TASK PROMPT
Could you rewrite the material from its start through the line containing "[[[569,245],[569,0],[0,0],[0,186]]]", requests included, with every point coordinate in the answers shifted up by 5?

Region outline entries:
-------
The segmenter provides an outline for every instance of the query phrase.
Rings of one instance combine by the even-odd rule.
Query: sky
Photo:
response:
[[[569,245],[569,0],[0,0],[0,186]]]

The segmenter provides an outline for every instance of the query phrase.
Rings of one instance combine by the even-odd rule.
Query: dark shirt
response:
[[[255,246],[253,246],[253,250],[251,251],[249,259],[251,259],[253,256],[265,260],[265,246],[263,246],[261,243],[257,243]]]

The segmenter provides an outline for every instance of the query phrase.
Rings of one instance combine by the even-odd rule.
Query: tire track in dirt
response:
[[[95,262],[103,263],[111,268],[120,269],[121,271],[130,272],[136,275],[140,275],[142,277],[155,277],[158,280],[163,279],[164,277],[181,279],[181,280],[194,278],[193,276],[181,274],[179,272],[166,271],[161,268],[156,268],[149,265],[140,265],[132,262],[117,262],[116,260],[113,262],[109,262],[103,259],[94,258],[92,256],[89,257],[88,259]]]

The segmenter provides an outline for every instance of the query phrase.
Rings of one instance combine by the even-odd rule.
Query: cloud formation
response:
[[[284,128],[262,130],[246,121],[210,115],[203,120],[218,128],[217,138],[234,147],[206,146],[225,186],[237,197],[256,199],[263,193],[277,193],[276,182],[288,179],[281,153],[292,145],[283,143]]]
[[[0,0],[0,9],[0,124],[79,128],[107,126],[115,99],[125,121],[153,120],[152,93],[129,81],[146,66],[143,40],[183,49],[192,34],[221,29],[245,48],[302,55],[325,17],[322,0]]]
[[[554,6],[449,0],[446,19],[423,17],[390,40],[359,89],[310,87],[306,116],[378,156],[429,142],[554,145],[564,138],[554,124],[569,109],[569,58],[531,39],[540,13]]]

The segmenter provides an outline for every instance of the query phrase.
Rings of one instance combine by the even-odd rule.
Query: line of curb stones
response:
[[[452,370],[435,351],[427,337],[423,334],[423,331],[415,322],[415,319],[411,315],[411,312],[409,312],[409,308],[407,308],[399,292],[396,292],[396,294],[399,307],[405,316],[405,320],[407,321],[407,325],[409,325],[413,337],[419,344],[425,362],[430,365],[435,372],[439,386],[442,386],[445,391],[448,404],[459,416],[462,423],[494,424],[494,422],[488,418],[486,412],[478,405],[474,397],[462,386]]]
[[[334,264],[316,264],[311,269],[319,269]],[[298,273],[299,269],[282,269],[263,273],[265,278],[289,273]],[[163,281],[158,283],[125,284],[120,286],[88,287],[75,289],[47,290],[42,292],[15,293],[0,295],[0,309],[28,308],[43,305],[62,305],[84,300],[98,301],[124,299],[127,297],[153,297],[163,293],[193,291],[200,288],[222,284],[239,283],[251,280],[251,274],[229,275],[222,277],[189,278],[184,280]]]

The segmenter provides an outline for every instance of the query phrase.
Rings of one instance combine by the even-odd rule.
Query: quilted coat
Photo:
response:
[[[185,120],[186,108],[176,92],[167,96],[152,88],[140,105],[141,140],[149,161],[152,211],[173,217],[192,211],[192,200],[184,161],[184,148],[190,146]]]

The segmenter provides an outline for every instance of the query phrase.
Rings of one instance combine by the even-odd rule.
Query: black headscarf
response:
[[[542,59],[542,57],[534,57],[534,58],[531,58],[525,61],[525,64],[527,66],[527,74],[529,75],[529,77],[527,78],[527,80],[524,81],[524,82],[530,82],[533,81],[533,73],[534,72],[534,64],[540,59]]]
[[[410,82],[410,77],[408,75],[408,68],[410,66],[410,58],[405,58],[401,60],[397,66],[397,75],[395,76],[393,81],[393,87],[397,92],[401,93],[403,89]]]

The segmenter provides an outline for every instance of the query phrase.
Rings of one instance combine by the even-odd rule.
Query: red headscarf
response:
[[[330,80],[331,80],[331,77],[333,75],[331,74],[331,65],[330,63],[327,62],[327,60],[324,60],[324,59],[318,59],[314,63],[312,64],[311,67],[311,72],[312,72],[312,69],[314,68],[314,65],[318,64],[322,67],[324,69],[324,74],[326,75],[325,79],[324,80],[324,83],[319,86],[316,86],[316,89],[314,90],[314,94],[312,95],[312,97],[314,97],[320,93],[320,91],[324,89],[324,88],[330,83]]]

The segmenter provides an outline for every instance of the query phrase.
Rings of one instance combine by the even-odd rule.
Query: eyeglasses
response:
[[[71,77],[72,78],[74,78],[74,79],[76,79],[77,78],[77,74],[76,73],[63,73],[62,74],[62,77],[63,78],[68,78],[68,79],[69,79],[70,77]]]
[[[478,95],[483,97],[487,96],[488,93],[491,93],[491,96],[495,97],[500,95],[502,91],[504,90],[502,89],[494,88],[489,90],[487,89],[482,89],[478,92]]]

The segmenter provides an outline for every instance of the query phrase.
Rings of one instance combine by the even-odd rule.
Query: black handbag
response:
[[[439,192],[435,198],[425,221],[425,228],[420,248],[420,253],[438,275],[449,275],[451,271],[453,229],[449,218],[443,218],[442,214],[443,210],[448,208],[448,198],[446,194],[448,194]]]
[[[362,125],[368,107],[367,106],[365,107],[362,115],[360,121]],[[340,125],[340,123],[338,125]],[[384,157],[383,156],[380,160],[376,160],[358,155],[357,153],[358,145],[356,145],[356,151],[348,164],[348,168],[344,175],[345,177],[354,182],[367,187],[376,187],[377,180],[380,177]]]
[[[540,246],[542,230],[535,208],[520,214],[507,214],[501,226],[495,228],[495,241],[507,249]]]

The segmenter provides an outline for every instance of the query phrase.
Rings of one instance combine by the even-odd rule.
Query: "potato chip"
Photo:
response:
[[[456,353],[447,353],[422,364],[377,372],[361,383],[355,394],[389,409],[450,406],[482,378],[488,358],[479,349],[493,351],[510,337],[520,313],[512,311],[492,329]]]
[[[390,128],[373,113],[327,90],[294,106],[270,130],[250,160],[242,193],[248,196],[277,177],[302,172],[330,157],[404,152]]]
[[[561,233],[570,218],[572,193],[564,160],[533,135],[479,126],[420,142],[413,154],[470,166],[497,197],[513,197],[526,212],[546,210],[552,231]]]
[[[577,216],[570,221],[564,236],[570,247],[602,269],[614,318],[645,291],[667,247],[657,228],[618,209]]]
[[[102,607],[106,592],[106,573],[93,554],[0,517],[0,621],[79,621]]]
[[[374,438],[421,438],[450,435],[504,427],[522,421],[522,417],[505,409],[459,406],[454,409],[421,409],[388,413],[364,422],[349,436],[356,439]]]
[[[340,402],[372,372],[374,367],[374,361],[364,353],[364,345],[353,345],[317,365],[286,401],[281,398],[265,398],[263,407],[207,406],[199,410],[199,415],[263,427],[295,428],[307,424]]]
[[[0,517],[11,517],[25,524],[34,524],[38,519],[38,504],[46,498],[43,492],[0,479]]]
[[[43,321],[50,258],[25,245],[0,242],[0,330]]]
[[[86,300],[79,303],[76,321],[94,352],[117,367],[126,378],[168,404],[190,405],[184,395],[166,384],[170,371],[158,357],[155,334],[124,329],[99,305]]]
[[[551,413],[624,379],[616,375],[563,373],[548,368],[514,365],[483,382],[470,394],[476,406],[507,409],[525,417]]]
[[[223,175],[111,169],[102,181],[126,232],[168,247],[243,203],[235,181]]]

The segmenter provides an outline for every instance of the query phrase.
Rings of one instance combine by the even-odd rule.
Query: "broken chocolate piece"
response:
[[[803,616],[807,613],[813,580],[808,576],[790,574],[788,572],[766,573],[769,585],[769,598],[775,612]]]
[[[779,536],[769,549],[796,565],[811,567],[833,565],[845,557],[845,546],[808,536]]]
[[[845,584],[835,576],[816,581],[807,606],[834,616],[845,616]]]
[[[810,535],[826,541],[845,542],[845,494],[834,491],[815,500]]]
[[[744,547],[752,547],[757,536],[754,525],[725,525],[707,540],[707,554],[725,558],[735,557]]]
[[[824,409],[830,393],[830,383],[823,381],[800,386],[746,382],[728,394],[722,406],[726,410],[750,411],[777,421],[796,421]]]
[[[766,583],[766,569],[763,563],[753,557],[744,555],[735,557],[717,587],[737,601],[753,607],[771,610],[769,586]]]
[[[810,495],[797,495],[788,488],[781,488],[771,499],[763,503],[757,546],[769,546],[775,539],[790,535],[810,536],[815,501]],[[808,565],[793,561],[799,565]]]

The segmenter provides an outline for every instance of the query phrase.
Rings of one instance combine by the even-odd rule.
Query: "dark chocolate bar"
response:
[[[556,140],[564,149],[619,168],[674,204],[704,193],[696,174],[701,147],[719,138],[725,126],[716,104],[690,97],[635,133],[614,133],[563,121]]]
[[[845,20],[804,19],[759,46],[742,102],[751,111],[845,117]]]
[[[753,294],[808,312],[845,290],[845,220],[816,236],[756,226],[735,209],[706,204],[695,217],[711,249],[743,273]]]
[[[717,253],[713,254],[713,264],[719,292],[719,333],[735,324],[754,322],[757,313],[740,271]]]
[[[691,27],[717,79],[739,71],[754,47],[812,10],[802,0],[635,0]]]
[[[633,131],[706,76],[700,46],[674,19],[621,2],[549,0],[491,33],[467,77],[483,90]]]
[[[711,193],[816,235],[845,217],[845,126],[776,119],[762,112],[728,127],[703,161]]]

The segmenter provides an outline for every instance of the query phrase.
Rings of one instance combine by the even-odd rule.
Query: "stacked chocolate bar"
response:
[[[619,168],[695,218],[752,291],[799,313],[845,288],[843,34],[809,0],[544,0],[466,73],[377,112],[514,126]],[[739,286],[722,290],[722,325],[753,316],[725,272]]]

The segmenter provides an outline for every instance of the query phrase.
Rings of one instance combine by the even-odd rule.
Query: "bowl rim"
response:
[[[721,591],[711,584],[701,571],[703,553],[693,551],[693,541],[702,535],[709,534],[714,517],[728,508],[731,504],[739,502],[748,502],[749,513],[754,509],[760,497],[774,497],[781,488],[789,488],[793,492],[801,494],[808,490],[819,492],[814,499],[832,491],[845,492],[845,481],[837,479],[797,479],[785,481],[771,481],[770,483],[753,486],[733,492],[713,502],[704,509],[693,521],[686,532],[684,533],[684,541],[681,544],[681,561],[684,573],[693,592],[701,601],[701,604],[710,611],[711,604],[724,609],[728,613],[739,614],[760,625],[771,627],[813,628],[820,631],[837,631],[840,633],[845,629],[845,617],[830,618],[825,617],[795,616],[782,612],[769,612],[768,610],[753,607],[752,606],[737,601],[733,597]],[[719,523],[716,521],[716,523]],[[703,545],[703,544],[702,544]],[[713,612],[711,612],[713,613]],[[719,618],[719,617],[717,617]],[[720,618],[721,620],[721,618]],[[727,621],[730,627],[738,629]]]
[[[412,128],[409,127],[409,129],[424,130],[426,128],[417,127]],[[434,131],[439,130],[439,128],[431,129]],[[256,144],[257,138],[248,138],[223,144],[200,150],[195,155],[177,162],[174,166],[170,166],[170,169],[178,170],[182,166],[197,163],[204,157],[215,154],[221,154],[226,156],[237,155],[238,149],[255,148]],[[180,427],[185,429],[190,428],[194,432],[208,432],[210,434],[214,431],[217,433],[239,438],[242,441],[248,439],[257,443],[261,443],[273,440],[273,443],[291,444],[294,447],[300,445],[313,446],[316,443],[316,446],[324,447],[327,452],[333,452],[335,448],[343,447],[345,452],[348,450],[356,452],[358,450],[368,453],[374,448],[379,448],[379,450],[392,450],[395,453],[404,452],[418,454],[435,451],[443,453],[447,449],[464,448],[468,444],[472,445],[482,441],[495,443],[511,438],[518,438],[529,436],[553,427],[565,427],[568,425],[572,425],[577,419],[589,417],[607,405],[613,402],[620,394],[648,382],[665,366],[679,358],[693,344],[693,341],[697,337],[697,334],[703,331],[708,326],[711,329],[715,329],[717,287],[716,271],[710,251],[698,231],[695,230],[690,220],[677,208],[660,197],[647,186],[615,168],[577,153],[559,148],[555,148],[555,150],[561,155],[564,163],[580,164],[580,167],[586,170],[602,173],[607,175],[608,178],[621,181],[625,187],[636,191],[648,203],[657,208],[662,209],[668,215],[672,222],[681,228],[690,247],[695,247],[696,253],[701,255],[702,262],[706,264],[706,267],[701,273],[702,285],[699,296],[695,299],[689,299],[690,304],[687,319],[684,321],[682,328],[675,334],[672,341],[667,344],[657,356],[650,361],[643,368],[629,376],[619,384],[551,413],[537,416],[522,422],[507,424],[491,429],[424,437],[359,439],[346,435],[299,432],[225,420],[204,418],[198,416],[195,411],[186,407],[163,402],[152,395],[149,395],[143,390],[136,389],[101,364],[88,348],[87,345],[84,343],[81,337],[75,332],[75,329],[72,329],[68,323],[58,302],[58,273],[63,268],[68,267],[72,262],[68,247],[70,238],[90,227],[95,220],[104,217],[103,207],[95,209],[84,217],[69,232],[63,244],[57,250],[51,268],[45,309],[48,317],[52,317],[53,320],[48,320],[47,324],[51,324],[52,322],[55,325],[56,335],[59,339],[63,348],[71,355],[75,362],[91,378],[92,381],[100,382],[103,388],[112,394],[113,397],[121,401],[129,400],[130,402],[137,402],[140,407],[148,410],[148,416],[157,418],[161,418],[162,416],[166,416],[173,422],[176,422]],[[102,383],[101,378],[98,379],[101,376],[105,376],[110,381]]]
-------
RESULT FOR THIS TASK
The segmenter provides an outline for every instance of the query phrase.
Rings of one instance combine by the even-odd rule.
Query: sky
Photo:
response:
[[[574,250],[574,5],[5,5],[5,191]]]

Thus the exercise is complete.